• [Source passage]:
I was born and lived in the village of Verkhnaya Kezhma (Mozgovaya), Kezhma district, region of Krasnoyarsk. There were about one-hundred farmsteads, maybe even some more. When in the March of 1930 the Communists started to take measures to dispossess the kulaks, 13 families were expropriated in our village:

  1. Antipin, Kalinina,
  2. Kosolapov, Matvey Naumovich,
  3. Kosolapov, Aleksey Naumovich,
  4. Parfenov, Semen Vasilevich (died in the woods while working for the timber industry),
  5. Parfenov, Kasyan Vasilevich,
  6. Parfenov, Ivan Evstigneevich,
  7. Panov, Grigoriy Ilich,
  8. Panov, Nikolay Vasilevich,
  9. Popov, Dmitriy Vasilevich,
  10. Popov, Lavrentiy Dmitrievich (died soon after),
  11. Semenov, Semen Semenovich (50 years old, died soon after),
  12. Semenov, Afanasiy Semenovich (45 years old, died soon after),
  13. Yadrikhin, Akim Vasilevich.

The heads of the families were no older than 40-50 years.

Source data
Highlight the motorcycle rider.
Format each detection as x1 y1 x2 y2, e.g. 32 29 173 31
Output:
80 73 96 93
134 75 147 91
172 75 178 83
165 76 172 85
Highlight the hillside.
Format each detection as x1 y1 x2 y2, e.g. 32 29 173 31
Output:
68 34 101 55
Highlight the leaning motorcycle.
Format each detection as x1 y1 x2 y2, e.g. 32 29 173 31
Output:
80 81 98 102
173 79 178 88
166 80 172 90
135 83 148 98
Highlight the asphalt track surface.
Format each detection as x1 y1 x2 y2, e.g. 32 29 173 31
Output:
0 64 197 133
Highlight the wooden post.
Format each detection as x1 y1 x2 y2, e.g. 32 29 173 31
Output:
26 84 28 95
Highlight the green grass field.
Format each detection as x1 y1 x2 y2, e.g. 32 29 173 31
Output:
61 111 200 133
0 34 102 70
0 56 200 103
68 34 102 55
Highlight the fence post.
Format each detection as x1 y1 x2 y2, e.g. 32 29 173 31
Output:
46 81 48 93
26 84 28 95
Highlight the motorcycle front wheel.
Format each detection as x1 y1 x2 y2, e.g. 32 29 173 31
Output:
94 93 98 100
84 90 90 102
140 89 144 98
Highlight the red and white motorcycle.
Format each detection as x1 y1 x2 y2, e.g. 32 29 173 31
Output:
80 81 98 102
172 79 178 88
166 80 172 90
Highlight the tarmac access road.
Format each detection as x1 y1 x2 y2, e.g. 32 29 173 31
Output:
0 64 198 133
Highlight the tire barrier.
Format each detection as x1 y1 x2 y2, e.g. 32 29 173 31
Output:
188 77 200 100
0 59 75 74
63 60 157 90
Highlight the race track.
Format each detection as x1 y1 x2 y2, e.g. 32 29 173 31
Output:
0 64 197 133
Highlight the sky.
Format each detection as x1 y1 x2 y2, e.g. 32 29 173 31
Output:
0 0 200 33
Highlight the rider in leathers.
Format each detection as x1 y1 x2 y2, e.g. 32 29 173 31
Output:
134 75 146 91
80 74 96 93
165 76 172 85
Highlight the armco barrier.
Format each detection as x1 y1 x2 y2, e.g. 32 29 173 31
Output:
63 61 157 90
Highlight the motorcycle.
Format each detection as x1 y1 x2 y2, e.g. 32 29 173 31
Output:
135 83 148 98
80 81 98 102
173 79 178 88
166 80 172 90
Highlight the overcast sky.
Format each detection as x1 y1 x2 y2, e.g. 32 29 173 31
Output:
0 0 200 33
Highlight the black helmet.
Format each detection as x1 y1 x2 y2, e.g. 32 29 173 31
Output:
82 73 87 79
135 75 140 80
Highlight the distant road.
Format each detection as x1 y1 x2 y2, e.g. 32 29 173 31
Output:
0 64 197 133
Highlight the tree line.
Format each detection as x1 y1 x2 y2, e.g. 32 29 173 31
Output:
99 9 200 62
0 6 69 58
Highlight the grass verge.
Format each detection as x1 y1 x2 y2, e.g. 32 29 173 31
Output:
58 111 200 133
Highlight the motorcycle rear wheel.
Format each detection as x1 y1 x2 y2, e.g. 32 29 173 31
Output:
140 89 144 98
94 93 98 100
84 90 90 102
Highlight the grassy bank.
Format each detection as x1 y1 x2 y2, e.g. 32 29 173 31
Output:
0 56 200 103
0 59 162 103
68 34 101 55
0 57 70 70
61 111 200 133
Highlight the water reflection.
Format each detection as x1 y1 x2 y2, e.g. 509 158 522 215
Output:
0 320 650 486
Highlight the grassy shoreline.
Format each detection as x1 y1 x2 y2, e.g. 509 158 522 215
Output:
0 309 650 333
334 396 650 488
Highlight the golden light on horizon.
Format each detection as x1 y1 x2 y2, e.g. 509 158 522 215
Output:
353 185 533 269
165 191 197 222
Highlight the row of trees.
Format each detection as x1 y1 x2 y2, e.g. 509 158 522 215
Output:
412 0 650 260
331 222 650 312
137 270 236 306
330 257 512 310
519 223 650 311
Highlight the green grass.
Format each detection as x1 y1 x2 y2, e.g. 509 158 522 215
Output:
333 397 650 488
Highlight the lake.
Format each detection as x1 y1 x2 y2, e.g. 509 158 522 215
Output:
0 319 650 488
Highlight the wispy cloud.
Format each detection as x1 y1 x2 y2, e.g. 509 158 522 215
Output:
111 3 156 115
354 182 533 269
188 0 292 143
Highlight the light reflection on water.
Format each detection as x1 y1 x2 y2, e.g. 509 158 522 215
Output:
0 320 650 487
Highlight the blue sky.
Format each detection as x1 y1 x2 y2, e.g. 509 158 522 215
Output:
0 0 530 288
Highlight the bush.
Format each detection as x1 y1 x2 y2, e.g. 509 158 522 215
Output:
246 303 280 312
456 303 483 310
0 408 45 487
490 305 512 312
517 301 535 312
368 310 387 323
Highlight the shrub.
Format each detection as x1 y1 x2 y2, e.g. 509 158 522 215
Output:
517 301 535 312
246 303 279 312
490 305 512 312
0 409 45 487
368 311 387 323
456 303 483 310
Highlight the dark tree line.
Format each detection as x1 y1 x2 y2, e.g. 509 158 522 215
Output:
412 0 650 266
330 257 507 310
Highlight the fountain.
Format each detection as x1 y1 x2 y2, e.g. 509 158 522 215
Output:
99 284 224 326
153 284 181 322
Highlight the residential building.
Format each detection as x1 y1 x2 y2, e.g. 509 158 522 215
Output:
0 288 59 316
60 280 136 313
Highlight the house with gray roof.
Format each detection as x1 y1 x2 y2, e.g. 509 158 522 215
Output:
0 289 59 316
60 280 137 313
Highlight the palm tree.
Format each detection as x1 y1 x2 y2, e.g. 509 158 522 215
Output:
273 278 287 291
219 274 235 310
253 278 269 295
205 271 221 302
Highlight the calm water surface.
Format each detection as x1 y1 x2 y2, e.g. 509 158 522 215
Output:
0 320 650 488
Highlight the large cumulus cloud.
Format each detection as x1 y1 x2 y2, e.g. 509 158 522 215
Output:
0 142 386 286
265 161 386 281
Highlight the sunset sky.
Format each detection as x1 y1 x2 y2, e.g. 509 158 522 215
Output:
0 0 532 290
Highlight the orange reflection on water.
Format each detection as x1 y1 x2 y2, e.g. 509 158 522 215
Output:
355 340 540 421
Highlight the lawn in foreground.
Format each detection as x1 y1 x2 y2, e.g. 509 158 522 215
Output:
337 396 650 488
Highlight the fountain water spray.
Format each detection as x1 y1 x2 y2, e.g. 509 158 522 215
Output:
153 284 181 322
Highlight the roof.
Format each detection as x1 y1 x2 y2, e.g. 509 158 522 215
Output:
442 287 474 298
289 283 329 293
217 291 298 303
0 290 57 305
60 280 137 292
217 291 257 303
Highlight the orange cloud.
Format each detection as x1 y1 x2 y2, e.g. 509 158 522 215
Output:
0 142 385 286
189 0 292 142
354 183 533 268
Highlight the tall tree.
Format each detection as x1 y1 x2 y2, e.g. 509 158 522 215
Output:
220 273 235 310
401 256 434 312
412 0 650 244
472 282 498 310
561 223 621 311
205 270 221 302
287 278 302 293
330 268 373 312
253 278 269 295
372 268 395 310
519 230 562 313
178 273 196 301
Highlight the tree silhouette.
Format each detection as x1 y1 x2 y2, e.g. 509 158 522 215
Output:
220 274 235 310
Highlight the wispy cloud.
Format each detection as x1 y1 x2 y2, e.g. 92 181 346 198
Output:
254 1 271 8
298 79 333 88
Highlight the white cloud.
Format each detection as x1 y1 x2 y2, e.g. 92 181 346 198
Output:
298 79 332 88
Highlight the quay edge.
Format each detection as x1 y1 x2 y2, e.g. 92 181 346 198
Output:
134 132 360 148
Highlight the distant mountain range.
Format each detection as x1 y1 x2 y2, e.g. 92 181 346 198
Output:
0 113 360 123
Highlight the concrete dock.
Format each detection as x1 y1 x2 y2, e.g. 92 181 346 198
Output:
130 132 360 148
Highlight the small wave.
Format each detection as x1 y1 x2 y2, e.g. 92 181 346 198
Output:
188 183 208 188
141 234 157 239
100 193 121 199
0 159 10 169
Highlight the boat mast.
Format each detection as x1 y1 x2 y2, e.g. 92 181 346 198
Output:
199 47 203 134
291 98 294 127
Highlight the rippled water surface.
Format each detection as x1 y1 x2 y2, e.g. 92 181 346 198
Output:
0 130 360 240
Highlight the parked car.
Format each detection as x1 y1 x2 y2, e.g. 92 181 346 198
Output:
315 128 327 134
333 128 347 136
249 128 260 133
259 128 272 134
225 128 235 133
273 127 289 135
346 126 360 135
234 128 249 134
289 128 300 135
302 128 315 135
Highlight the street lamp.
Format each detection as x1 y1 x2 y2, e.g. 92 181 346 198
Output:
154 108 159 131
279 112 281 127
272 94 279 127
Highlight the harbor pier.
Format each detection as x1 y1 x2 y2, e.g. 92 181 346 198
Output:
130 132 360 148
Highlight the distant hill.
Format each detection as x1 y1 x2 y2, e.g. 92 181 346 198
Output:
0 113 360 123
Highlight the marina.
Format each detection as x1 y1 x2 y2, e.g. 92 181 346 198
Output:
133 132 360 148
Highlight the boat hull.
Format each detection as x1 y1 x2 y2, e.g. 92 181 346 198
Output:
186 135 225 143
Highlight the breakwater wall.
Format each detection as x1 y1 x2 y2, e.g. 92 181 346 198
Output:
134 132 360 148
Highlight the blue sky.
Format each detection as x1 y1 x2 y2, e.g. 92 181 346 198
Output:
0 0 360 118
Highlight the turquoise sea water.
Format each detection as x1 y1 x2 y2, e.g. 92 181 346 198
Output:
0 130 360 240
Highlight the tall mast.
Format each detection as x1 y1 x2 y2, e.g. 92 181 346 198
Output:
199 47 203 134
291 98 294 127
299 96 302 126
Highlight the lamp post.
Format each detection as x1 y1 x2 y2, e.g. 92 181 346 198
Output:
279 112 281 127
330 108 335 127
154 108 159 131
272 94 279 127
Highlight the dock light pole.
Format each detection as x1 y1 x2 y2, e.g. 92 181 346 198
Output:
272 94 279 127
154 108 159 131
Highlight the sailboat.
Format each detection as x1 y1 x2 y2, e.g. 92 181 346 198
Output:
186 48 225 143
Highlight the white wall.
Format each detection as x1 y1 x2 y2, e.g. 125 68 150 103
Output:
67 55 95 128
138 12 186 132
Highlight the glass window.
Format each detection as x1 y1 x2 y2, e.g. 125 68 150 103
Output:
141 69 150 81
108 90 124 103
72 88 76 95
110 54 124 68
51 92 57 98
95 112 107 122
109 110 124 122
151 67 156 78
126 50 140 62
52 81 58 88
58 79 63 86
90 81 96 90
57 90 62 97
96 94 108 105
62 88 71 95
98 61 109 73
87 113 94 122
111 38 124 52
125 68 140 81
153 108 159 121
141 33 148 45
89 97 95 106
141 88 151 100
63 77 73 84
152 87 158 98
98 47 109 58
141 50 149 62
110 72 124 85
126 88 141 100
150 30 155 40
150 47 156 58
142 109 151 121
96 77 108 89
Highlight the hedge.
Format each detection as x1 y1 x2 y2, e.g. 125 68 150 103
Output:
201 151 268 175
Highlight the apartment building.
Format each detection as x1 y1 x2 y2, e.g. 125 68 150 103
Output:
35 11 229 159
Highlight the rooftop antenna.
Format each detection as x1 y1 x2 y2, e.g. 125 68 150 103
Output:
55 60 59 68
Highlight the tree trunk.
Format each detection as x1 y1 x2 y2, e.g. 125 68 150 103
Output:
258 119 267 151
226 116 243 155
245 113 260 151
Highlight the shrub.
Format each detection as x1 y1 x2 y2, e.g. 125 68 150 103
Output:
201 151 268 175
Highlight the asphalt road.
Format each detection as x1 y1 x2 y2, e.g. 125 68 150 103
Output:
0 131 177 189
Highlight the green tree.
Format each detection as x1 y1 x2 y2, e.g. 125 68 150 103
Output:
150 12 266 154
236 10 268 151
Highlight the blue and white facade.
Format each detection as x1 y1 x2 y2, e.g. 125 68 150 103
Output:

• [Work to do]:
1. In the Verkhnaya Kezhma account, list every person on the numbered list whose line notes that he died.
2. Answer from the Verkhnaya Kezhma account:
(a) About how many farmsteads did the village have?
(b) In what month and year did the Communists begin dispossessing the kulaks?
(c) How old were the heads of the expropriated families at most?
3. Extend the Verkhnaya Kezhma account from its last sentence, keeping the same first-person voice.

• [Final results]:
1.
Parfenov, Semen Vasilevich
Popov, Lavrentiy Dmitrievich
Semenov, Semen Semenovich
Semenov, Afanasiy Semenovich

2.
(a) About one hundred, maybe even some more.
(b) March 1930.
(c) No older than 40–50 years.

3.
The decision about the expropriation proceedings were probably taken by activists in cooperation with the representatives of the district authorities. Then they came into the houses and asked: „Where is the head of the family?“ – Reply: „That’s me!“ – And then they were told: „Get ready to leave your house“. They evacuated the people from their homes and drove away all their cattle. All bigger objects were confiscated: fur-coats, floor coverings, ... The people were embarrassed. They tried to find accomodation somewhere else – if they could only persuade someone to take them in. Two of our Semenov families moved to Nikifor Zakhrapin’s, an impoverished old man.

About 15 days later we were prepared for our departure: each family was assigned one of the confiscated horses. Later, in the place of resettlement, these horses were taken to the stables that belonged to the timber industry enterprises.

They transported us 130 kms away from Mozgovaya – to the banks of the river Angara, not far from the rock of Kosoy Byk. We were discharged somewhere in the open fields near a pine grove. Camp fires were lit. The men began to fell trees and build a barracks, which was completed two or three days later. Inside they lined up three-storey plank beds; the room was heated by iron stoves. It was all damp; water was dripping from the wooden beams.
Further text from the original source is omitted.